Records contained in a dataset:
--- START ---

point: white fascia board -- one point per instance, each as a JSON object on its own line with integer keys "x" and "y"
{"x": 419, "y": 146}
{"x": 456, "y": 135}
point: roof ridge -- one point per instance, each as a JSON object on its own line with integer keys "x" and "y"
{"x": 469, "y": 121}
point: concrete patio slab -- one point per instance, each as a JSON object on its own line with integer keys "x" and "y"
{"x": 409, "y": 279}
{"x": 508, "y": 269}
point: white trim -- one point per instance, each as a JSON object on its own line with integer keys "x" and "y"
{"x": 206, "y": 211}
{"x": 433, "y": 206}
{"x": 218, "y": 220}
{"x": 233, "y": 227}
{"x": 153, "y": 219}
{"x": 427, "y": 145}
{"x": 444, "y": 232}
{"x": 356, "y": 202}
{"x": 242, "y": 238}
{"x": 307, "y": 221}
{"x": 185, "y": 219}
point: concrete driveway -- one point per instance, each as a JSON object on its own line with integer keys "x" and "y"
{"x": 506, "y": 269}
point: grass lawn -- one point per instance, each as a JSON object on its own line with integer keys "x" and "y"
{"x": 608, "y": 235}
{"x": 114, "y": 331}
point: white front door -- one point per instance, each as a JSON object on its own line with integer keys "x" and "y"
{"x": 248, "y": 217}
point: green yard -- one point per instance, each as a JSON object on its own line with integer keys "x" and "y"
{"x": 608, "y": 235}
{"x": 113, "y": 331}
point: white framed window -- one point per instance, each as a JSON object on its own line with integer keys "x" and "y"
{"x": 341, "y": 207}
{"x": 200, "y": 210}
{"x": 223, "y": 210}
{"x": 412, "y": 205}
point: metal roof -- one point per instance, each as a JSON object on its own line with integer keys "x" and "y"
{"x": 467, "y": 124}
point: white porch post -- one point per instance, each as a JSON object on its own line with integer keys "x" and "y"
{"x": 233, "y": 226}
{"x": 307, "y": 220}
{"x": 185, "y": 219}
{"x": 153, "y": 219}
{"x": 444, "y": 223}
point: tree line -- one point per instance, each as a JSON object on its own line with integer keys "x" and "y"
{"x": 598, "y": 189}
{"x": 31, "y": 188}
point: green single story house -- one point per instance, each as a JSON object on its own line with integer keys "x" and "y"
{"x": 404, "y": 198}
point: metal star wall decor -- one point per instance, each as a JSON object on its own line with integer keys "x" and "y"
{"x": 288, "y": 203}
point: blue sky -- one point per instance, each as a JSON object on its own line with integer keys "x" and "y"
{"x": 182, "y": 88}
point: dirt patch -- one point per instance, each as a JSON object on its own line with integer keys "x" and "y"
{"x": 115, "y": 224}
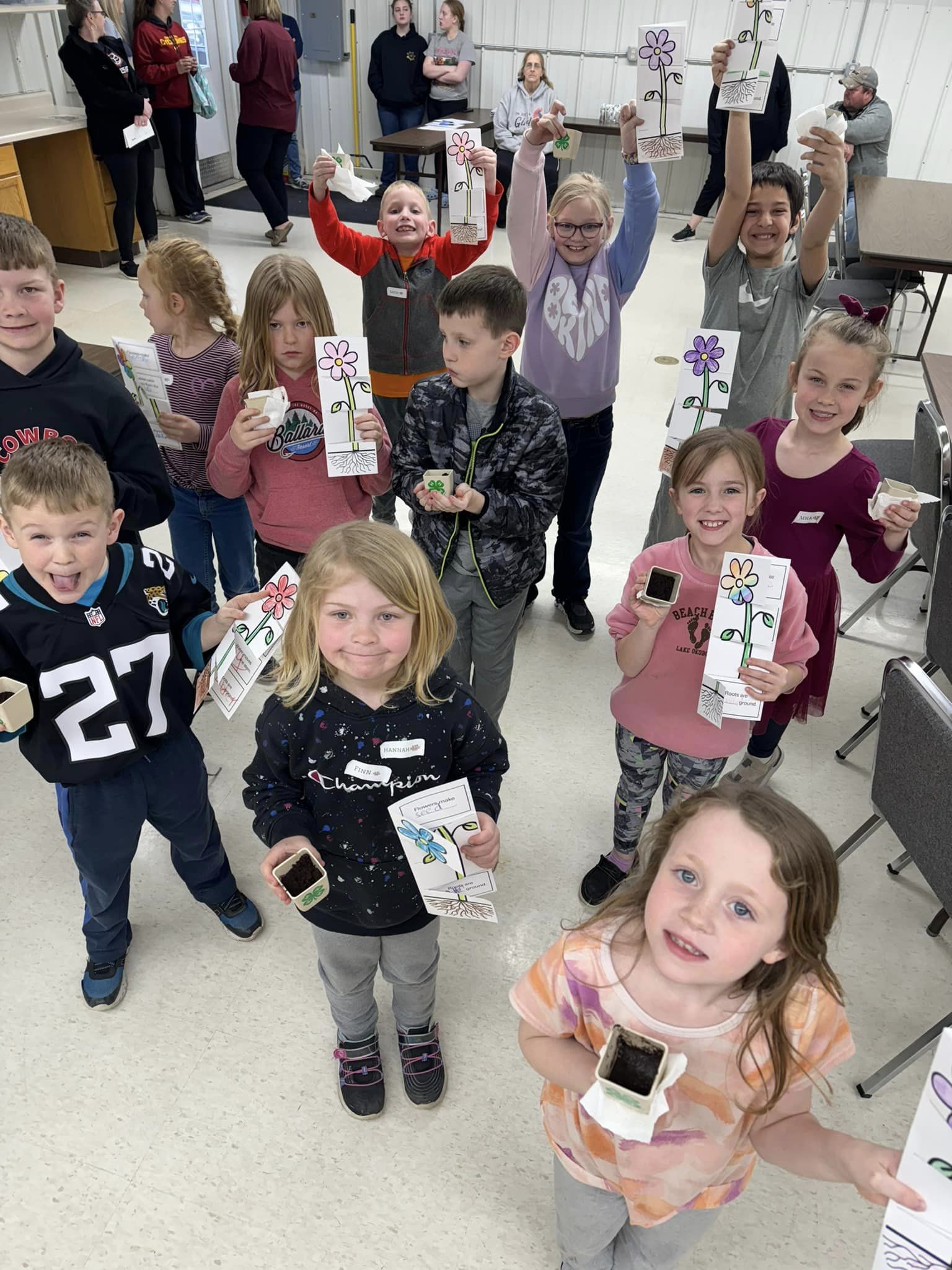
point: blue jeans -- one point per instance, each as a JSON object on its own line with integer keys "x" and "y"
{"x": 395, "y": 121}
{"x": 294, "y": 156}
{"x": 589, "y": 442}
{"x": 195, "y": 521}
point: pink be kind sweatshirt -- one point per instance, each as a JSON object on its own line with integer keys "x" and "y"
{"x": 660, "y": 704}
{"x": 289, "y": 495}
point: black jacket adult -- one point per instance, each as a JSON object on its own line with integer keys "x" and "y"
{"x": 769, "y": 131}
{"x": 111, "y": 91}
{"x": 66, "y": 397}
{"x": 395, "y": 75}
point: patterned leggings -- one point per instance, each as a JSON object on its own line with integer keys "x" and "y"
{"x": 643, "y": 771}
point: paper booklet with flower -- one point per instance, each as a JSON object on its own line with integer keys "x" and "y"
{"x": 746, "y": 621}
{"x": 432, "y": 825}
{"x": 249, "y": 646}
{"x": 703, "y": 389}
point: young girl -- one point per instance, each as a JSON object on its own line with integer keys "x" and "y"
{"x": 818, "y": 491}
{"x": 183, "y": 298}
{"x": 282, "y": 470}
{"x": 718, "y": 483}
{"x": 718, "y": 949}
{"x": 363, "y": 682}
{"x": 578, "y": 286}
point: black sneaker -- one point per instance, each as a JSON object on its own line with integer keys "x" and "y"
{"x": 599, "y": 882}
{"x": 361, "y": 1077}
{"x": 421, "y": 1059}
{"x": 578, "y": 616}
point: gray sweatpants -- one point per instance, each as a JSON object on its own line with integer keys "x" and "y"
{"x": 484, "y": 648}
{"x": 348, "y": 967}
{"x": 594, "y": 1232}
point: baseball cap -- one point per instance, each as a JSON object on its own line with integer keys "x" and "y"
{"x": 861, "y": 76}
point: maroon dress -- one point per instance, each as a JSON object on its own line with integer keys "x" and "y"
{"x": 839, "y": 498}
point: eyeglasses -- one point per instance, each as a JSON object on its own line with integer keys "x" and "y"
{"x": 565, "y": 229}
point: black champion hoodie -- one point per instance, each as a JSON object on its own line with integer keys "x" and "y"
{"x": 66, "y": 397}
{"x": 298, "y": 784}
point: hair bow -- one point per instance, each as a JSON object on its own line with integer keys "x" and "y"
{"x": 875, "y": 316}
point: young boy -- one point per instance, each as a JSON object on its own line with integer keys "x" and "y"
{"x": 47, "y": 390}
{"x": 403, "y": 272}
{"x": 754, "y": 291}
{"x": 100, "y": 633}
{"x": 505, "y": 442}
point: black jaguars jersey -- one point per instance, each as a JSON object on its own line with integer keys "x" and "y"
{"x": 108, "y": 683}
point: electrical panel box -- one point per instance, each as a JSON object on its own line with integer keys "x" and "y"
{"x": 323, "y": 30}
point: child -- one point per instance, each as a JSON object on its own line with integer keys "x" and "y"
{"x": 183, "y": 294}
{"x": 578, "y": 286}
{"x": 362, "y": 682}
{"x": 282, "y": 471}
{"x": 719, "y": 949}
{"x": 102, "y": 634}
{"x": 818, "y": 491}
{"x": 754, "y": 291}
{"x": 48, "y": 390}
{"x": 487, "y": 540}
{"x": 718, "y": 483}
{"x": 403, "y": 273}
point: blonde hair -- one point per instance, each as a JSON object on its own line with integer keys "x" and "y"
{"x": 186, "y": 267}
{"x": 395, "y": 566}
{"x": 276, "y": 280}
{"x": 856, "y": 332}
{"x": 63, "y": 475}
{"x": 582, "y": 184}
{"x": 805, "y": 870}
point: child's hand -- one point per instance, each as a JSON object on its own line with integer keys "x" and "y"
{"x": 720, "y": 58}
{"x": 483, "y": 848}
{"x": 546, "y": 127}
{"x": 277, "y": 855}
{"x": 369, "y": 429}
{"x": 244, "y": 430}
{"x": 322, "y": 173}
{"x": 179, "y": 427}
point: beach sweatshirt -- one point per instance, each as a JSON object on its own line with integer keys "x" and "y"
{"x": 299, "y": 784}
{"x": 284, "y": 483}
{"x": 660, "y": 704}
{"x": 573, "y": 327}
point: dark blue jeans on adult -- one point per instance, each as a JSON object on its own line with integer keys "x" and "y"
{"x": 395, "y": 120}
{"x": 103, "y": 822}
{"x": 589, "y": 442}
{"x": 196, "y": 522}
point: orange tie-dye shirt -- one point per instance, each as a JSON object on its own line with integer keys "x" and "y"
{"x": 701, "y": 1155}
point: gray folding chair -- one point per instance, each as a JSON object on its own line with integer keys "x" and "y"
{"x": 932, "y": 473}
{"x": 912, "y": 793}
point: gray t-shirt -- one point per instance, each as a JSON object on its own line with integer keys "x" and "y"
{"x": 479, "y": 415}
{"x": 450, "y": 52}
{"x": 769, "y": 308}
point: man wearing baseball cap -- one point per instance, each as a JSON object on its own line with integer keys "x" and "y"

--- END ---

_Problem details_
Set out every record exactly, images excluded.

_Written answer_
point: white fascia board -- one point per instance, each as a JSON object on its own line with integer keys "x" and "y"
{"x": 419, "y": 146}
{"x": 456, "y": 135}
point: roof ridge -- one point per instance, each as a JSON object on its own line with integer keys "x" and "y"
{"x": 469, "y": 121}
point: concrete patio slab -- one point per instance, each as a JSON object on its own line with integer keys "x" and "y"
{"x": 409, "y": 279}
{"x": 508, "y": 269}
point: white trim -- one point per instance, each as a JSON object on its own line with integer keys "x" and "y"
{"x": 206, "y": 211}
{"x": 433, "y": 206}
{"x": 218, "y": 220}
{"x": 233, "y": 227}
{"x": 153, "y": 219}
{"x": 427, "y": 145}
{"x": 444, "y": 232}
{"x": 356, "y": 202}
{"x": 242, "y": 238}
{"x": 307, "y": 221}
{"x": 185, "y": 219}
point: concrete driveway -- one point per instance, each as a JSON object on its own line with integer keys "x" and "y"
{"x": 506, "y": 269}
point: grass lawn -- one point per instance, each as a JSON object on its own line with integer keys "x" and "y"
{"x": 608, "y": 235}
{"x": 114, "y": 331}
point: white front door -- one point per instance, each as a JSON object on its own line with integer keys "x" and "y"
{"x": 248, "y": 217}
point: green yard -- one point per instance, each as a JSON object on its own line with integer keys "x" and "y"
{"x": 608, "y": 235}
{"x": 113, "y": 331}
point: white framed window -- one point per instance, each as a JSON object on its own line with integer keys "x" and "y"
{"x": 341, "y": 207}
{"x": 200, "y": 210}
{"x": 223, "y": 210}
{"x": 412, "y": 205}
point: metal roof -- one point per instance, each as a JSON object on its own line with integer keys "x" and "y"
{"x": 467, "y": 124}
point: white porch post -- one point per instance, each as a JSON object on its own line with integer keys "x" and "y"
{"x": 233, "y": 226}
{"x": 307, "y": 220}
{"x": 185, "y": 219}
{"x": 153, "y": 219}
{"x": 444, "y": 223}
point: tree line -- one point per instance, each as a JSON object on its own line with integer keys "x" and "y"
{"x": 598, "y": 189}
{"x": 31, "y": 188}
point: green single story house -- one point per instance, each as a JSON object on its own line with integer keys "x" and "y"
{"x": 404, "y": 198}
point: metal star wall decor -- one point per instance, each as a JSON object on its own line with integer keys "x" and "y"
{"x": 288, "y": 203}
point: blue sky -- one point per instance, each as a JSON object on its own line with integer keys "x" and "y"
{"x": 182, "y": 88}
point: dirt patch -- one point per instance, each as a JSON object on its own line with integer keys "x" and "y"
{"x": 115, "y": 224}
point: blue jeans -- one point per instance, each as a JSON object on its own line with integer keys "x" and "y"
{"x": 395, "y": 121}
{"x": 294, "y": 156}
{"x": 589, "y": 442}
{"x": 195, "y": 521}
point: pink be kind sweatshirt -- one point per instance, each as a JSON object on its own line with integer keys "x" and "y"
{"x": 660, "y": 704}
{"x": 289, "y": 495}
point: black jacket adult -- one point per instance, each as a JSON object on its own line with integer keys "x" and "y"
{"x": 769, "y": 131}
{"x": 111, "y": 91}
{"x": 66, "y": 397}
{"x": 395, "y": 75}
point: patterned leggings -- one point per instance, each as a JSON object on its own line with integer keys "x" and "y"
{"x": 643, "y": 771}
point: paper booklet with flower -- one point per instance, each as a JSON object on its own line with integer keys "x" and "y"
{"x": 746, "y": 621}
{"x": 432, "y": 825}
{"x": 249, "y": 646}
{"x": 703, "y": 389}
point: young girl -- one point per instance, each as a JSON object on its own line with integer keys "x" and "y"
{"x": 818, "y": 491}
{"x": 183, "y": 298}
{"x": 282, "y": 470}
{"x": 718, "y": 483}
{"x": 718, "y": 949}
{"x": 363, "y": 682}
{"x": 578, "y": 286}
point: black sneaker -- one point per instance, each as a JSON object on its own line with integer keys "x" and "y"
{"x": 599, "y": 882}
{"x": 361, "y": 1077}
{"x": 421, "y": 1059}
{"x": 578, "y": 616}
point: gray sweatpants -- one point per instance, each as a JSON object on its own line with integer keys "x" and "y"
{"x": 484, "y": 648}
{"x": 348, "y": 967}
{"x": 594, "y": 1232}
point: baseball cap -- one point per instance, each as a JSON object on its own line with integer keys "x" and "y"
{"x": 861, "y": 76}
point: maroon dress -- one point per instance, each as a JSON object on its own line with integer keys "x" and "y"
{"x": 839, "y": 498}
point: eyeglasses -- one point per instance, each as a JSON object on its own line with integer keys "x" and "y"
{"x": 565, "y": 229}
point: black champion hoodie -- one point per instance, each as a JSON object on its own line with integer keys "x" and "y"
{"x": 66, "y": 397}
{"x": 298, "y": 784}
point: hair bow -- one point per instance, each as a JSON object on its own line with integer keys "x" and "y"
{"x": 875, "y": 316}
point: young boy -- one point per instance, each as a JSON object on its own line with integer keys "x" and "y"
{"x": 47, "y": 390}
{"x": 403, "y": 272}
{"x": 754, "y": 291}
{"x": 100, "y": 633}
{"x": 505, "y": 442}
point: black jaguars jersey -- one point per instance, each as a JSON object on its own line with integer keys "x" and "y"
{"x": 108, "y": 683}
point: electrical panel box -- one point per instance, each as a JSON object on its own line with integer keys "x" and "y"
{"x": 323, "y": 30}
point: child -- one point per instance, each as a JSON object on its own line with integer keys "x" and "y"
{"x": 183, "y": 294}
{"x": 578, "y": 286}
{"x": 362, "y": 682}
{"x": 282, "y": 471}
{"x": 719, "y": 949}
{"x": 102, "y": 634}
{"x": 818, "y": 491}
{"x": 754, "y": 291}
{"x": 48, "y": 390}
{"x": 487, "y": 540}
{"x": 718, "y": 483}
{"x": 403, "y": 273}
point: blonde hair -- one point per instance, each as a JSON object on its own line with integer keys "x" and "y"
{"x": 186, "y": 267}
{"x": 395, "y": 566}
{"x": 276, "y": 280}
{"x": 856, "y": 332}
{"x": 63, "y": 475}
{"x": 582, "y": 184}
{"x": 805, "y": 870}
point: child's hand -- one point per instance, each as a JSON object on its own line with integer keys "x" and "y"
{"x": 720, "y": 58}
{"x": 483, "y": 848}
{"x": 546, "y": 127}
{"x": 277, "y": 855}
{"x": 369, "y": 429}
{"x": 244, "y": 430}
{"x": 322, "y": 173}
{"x": 179, "y": 427}
point: beach sweatshirt -- one point per instance, each as a JSON object on its own line with integer keys "x" and "y"
{"x": 299, "y": 784}
{"x": 284, "y": 483}
{"x": 660, "y": 704}
{"x": 573, "y": 327}
point: dark blue jeans on adult -- one point per instance, each as a JSON object on its own line with integer keys "x" and "y"
{"x": 395, "y": 120}
{"x": 103, "y": 822}
{"x": 589, "y": 442}
{"x": 196, "y": 522}
point: orange tie-dye shirt -- one point per instance, each as a JSON object on its own line with integer keys "x" and "y"
{"x": 701, "y": 1155}
point: gray folding chair -- one point per instance, each as a JSON object on its own line with integer keys "x" and "y"
{"x": 932, "y": 473}
{"x": 912, "y": 793}
point: gray t-shirt -- one point per instance, each as a JSON object on its own line with integer keys "x" and "y"
{"x": 479, "y": 415}
{"x": 450, "y": 52}
{"x": 769, "y": 308}
point: man wearing baseball cap -- one point per instance, each as a JSON object on its own line with integer keys "x" and "y"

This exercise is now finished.